▶ ИСТОЧНИК
+++++
Наиболее признанное понятие «государственный терроризм» закреплено в резолюции Генеральной Ассамблеи ООН 39/159 [3] «О недопустимости политики государственного терроризма и любых действий государств, направленных на подрыв общественно-политического строя в других суверенных государствах», принятой на 39-й сессии в 1984 году. В принципе, развернутого определения понятия «государственный терроризм» эта резолюция не содержала. Лишь в самых общих чертах он определялся как действия, направленные на насильственное изменение или подрыв общественно-политического строя суверенных государств, дестабилизацию и свержение их законных правительств.

Характерно, что до сих пор общепризнанного определения понятия «государственный терроризм» доктрине международного права выработать не удалось. Как отмечает в своей работе Е.Г. Ляхов, государственный терроризм «хоть и исследовался в СССР, но обстоятельной и приемлемой правовой и международно-правовой характеристик, определяющих его возможное место среди иных категорий, пока не имеет» [4].

О значительной сложности и серьезности данной проблемы высказывается и Н.С. Беглова [5]. Тем не менее, указанная резолюция, как и другие подобные акты Генеральной Ассамблеи ООН, является разновидностью социальных норм и играет существенную регулирующую роль. В контексте упомянутой резолюции понятие «государственный терроризм» раскрывается в работах Н.Б. Крылова, Ю.А. Решетова, Л.А. Моджорян и других авторов [6]. Характеризуя объективную сторону государственного терроризма, Ю.А. Решетов и Н.Б. Крылов отмечают, что он объединяет целый ряд уже известных составов преступлений, как бы аккумулирует все возможные виды запрещенных правом актов, как самых древних, например, наемничество, так и ультрасовременных – «психологическая война» [7]. Л.А. Моджорян определяет государственный терроризм как «акт организованного насилия государства или его органов – экономического давления, психологического воздействия, политического нажима, военного вторжения, – направленный на устранение иностранных политических деятелей, на создание паники среди населения иностранных государств и дестабилизацию его системы управления с целью достижения определенных политических результатов: изменения общественно-политического строя, свержения правительства, предоставление государству-террористу тех или иных выгод и преимуществ» [8]. Эти действия с международно-правовой точки зрения представляют собой противоправное применение силы. Причем в данном случае термин «сила» понимается в широком его значении [9].

Е.Г. Ляхов термин «государственный терроризм» в своих работах не использует, но также выделяет террористические акты, затрагивающие международные отношения, в отдельную группу в случае, когда «субъектом преступления является государство». Он рассматривает их как наиболее опасные для международного правопорядка и квалифицирует как международное преступление (террористические акты, совершаемые автономно действующими физическими лицами, он определяет как «вид терроризма, затрагивающего международные отношения») [10].
+++++
[Фрагменты данных с указанием точек]
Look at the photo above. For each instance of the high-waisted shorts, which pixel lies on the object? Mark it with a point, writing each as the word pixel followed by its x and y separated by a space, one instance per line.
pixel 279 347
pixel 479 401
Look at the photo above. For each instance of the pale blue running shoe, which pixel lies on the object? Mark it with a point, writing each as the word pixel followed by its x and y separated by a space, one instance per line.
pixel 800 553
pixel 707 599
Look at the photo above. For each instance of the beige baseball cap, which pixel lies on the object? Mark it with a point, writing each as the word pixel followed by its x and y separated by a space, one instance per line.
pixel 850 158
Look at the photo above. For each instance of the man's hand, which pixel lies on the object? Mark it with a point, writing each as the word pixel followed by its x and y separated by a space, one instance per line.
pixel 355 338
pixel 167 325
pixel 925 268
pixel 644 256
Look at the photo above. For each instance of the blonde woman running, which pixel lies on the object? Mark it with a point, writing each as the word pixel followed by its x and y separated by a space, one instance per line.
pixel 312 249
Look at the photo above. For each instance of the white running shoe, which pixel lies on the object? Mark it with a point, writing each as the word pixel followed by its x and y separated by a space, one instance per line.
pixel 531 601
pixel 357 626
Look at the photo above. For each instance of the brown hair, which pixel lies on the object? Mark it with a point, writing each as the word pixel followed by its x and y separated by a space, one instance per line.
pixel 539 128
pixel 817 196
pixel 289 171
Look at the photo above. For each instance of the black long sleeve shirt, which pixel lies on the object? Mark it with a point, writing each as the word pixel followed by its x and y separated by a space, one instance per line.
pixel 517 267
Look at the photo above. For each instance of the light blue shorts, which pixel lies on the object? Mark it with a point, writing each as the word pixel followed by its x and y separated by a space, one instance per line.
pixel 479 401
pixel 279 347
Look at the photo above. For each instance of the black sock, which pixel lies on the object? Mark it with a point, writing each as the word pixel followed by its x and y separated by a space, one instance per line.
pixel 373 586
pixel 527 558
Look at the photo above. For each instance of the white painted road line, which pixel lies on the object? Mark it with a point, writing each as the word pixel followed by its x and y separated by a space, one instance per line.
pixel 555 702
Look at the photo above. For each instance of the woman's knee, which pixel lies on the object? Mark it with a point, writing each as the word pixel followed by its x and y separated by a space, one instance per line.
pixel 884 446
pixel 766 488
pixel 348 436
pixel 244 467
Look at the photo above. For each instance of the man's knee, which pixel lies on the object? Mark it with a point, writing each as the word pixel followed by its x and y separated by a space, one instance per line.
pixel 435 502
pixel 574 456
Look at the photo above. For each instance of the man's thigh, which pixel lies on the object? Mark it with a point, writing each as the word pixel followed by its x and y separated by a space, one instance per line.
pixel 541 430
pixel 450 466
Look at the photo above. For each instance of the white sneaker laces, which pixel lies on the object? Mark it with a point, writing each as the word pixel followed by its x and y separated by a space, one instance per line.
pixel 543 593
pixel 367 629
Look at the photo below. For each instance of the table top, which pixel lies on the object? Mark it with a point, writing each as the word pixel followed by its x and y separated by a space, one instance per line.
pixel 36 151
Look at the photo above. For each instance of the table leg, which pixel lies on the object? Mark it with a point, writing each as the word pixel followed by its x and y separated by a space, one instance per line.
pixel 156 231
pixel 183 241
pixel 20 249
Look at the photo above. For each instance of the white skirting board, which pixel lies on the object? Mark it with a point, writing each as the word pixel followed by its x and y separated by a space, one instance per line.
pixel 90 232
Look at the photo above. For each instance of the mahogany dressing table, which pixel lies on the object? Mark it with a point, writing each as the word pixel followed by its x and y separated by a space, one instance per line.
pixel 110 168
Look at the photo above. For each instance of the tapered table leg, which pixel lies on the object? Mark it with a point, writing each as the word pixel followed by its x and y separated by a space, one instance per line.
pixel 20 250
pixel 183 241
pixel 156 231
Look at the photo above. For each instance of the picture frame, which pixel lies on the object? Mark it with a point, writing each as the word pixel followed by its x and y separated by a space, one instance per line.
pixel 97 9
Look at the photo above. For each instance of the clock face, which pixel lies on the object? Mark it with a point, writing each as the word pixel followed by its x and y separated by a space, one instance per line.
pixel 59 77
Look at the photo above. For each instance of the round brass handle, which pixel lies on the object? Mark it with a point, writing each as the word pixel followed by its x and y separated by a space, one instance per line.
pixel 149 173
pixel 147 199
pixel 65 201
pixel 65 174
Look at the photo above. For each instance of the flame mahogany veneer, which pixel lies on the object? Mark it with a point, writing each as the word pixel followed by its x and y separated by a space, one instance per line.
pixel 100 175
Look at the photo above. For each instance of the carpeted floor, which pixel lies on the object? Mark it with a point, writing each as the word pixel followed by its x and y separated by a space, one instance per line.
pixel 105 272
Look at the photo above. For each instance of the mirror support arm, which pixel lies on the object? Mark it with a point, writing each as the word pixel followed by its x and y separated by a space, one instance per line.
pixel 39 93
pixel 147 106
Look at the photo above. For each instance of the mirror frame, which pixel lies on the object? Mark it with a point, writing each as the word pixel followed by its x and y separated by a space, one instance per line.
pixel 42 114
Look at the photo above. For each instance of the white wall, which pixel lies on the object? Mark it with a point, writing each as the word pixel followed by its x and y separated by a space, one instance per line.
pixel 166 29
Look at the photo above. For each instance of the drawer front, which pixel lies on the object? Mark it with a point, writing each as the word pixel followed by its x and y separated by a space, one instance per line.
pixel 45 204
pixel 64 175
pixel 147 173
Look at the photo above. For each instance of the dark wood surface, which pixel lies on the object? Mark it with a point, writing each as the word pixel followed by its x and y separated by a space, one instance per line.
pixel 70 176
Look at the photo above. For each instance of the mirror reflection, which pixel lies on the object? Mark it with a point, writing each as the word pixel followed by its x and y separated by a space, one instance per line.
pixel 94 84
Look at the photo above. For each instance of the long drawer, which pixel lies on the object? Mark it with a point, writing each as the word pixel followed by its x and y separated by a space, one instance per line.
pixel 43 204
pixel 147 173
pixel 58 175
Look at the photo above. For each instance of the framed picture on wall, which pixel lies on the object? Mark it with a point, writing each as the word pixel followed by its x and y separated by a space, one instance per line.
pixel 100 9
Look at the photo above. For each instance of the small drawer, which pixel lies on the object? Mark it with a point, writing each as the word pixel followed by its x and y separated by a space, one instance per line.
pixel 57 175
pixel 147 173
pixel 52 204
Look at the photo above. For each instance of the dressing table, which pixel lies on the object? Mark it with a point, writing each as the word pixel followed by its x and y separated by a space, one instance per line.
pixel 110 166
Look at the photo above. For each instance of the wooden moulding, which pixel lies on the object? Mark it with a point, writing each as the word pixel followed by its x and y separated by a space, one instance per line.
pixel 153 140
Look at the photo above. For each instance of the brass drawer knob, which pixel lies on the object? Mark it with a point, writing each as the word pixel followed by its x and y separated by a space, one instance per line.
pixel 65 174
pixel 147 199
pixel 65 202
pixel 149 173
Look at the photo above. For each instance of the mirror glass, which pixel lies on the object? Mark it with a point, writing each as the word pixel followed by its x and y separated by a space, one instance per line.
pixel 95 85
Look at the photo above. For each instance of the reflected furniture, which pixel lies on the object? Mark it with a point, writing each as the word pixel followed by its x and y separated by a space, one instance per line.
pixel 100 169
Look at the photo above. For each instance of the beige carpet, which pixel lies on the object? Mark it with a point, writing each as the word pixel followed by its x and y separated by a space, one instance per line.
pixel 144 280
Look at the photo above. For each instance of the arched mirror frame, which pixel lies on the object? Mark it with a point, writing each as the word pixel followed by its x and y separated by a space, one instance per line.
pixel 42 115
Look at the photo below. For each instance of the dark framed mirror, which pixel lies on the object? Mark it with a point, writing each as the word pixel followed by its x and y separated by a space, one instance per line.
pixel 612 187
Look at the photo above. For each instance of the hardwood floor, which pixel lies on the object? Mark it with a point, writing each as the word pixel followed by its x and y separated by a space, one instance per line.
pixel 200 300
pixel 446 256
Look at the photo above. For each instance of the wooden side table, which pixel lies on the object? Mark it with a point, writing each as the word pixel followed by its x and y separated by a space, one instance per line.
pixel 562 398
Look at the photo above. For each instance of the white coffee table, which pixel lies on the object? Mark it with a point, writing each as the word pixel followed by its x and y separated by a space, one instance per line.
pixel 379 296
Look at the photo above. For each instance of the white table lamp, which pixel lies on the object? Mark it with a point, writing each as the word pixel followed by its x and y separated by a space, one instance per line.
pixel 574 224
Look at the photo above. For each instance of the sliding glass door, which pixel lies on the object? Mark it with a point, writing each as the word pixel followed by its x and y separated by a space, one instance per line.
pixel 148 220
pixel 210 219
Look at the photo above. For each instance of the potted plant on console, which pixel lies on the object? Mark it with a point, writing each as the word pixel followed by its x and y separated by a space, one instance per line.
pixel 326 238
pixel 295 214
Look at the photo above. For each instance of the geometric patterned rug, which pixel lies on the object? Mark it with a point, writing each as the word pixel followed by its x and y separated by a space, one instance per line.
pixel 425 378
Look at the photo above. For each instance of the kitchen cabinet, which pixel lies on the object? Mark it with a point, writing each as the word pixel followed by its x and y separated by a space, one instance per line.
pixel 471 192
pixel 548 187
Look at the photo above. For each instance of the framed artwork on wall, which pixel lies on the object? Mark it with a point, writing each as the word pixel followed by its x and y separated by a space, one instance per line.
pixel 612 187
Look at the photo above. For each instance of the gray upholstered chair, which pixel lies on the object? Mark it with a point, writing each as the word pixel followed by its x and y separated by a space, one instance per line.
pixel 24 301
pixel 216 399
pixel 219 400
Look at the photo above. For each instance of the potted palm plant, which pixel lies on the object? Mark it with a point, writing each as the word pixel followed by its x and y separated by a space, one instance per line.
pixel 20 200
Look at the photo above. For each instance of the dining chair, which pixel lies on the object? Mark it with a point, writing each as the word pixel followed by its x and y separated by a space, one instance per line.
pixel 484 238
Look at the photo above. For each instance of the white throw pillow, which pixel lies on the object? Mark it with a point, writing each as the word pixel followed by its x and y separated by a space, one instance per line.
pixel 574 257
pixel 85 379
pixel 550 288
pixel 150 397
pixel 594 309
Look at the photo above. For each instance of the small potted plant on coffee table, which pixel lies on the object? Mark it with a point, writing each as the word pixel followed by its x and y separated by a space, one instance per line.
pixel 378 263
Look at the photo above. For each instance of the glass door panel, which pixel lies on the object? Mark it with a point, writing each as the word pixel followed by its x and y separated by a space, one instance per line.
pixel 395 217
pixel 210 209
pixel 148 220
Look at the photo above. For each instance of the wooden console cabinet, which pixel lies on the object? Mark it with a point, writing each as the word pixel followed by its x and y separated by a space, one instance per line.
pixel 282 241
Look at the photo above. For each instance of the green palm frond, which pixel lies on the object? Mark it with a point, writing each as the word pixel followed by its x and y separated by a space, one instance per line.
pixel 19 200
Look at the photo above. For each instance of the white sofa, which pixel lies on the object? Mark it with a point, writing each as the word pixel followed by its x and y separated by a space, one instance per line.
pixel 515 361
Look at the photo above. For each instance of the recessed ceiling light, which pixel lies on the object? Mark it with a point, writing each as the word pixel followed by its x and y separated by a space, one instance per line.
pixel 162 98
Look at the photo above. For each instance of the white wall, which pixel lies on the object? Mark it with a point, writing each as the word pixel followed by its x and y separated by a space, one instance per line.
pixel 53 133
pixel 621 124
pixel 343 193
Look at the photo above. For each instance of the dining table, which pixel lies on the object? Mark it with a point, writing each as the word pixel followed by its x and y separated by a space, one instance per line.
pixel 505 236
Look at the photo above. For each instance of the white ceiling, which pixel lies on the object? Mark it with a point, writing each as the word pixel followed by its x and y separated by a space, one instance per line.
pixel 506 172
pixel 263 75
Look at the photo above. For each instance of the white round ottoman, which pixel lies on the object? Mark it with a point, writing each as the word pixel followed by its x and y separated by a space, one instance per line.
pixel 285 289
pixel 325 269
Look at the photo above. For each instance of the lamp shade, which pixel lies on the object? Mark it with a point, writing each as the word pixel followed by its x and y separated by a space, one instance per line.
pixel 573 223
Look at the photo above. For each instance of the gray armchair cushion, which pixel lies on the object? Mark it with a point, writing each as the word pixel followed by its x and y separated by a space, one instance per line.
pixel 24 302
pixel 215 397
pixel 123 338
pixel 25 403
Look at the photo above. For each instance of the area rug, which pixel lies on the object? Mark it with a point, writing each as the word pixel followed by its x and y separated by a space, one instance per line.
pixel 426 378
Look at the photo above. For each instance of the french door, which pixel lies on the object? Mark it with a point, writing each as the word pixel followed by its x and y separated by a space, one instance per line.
+++++
▶ ЧТО СДЕЛАТЬ
1. Ответьте по тексту о государственном терроризме:
(a) На какой сессии и в каком году Генеральная Ассамблея ООН приняла резолюцию 39/159?
(b) Какой вид запрещенных актов Ю.А. Решетов и Н.Б. Крылов называют примером самого древнего, а какой примером ультрасовременного?
(c) Какой термин Е.Г. Ляхов не использует в своих работах?
2. Продолжите текст о государственном терроризме после его последнего предложения.

▶ РЕЗУЛЬТАТЫ
1.
(a) На 39-й сессии в 1984 году.
(b) Самый древний — наемничество, ультрасовременный — «психологическая война».
(c) Термин «государственный терроризм».

2.
Однако при характеристике действий, составляющих данное преступление, ученые дают, как представляется, чрезмерно широкую трактовку этого понятия. Отмечая, что государственный терроризм – это организация и поощрение государством именно террористических актов, сюда же они относят и акты агрессии, и наемничество, и применение мер экономического давления, и политический шантаж.

В этом плане показательно определение, данное Л.А. Моджорян в монографии «Терроризм на море», где ученая отмечает: «...это тактика организованного насилия государства или его органов, построенная на экономическом давлении, психологическом воздействии, политическом нажиме, военном вторжении и направленная на устранение политических деятелей зарубежных стран, на создание паники среди населения иностранного государства и дестабилизацию его системы управления с целью достижения определенных политических результатов: изменения общественно-политического строя, свержения правительства, предоставления государству-террористу тех или иных выгод и преимуществ. К числу методов экономического давления может быть отнесено наложение эмбарго на суда и грузы, обрекающее население на голодную смерть, чтобы заставить правительство принять диктуемые условия. К актам психологического воздействия относится система запугивания общественно-политических деятелей и населения иностранного государства или оккупированных территорий. Примерами политического нажима являются часто встречающиеся в практике некоторых государств разжигание гражданской войны и уничтожение неугодных политических деятелей путем террористических актов, организуемых спецслужбами государства-террориста» [11].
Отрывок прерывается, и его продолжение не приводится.